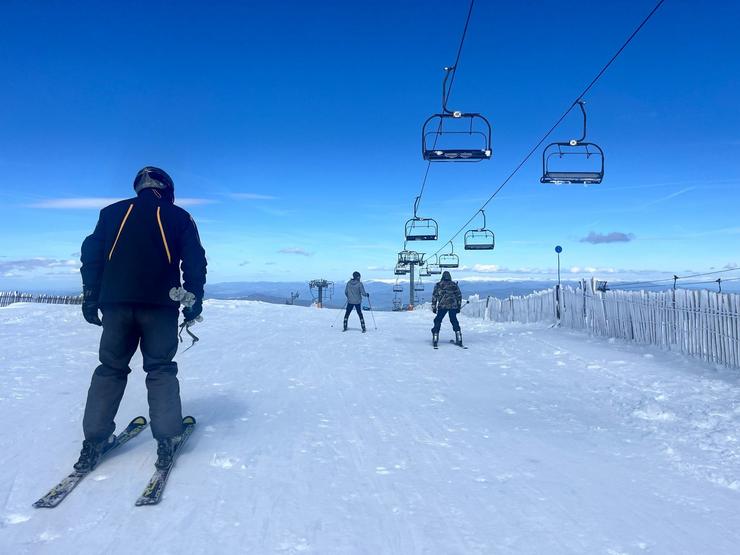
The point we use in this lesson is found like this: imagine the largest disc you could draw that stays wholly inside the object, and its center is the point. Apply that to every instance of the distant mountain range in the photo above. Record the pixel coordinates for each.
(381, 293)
==
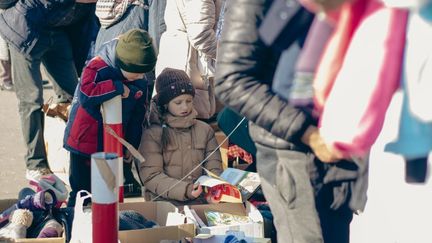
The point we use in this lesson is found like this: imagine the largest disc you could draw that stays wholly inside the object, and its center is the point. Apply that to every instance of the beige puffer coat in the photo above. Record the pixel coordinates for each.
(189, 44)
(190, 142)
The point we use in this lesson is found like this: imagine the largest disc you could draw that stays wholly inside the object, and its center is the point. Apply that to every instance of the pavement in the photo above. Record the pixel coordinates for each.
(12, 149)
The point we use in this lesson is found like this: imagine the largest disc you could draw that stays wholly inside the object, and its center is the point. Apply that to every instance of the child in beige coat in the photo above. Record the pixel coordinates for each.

Objet de la tâche:
Repérez dans les items ci-dessus chaque ligne contenant le mot « coat », puis recopiez ces lignes.

Réponse attendue:
The point we use in this lesson is found like this: imagine the largest disc you could draw that stays wholly inside the object, and its center is the point. Apply that to every instance of the beige puffer coat in the photo above. Record the pixel coordinates for each.
The point we use in this lesson is found like this: imagine the largest disc you could draw that stays wholly inside the object, and its center is the point. Apply that to every instance of the child in beige coat in the photo above. Record the pixel coordinates for each.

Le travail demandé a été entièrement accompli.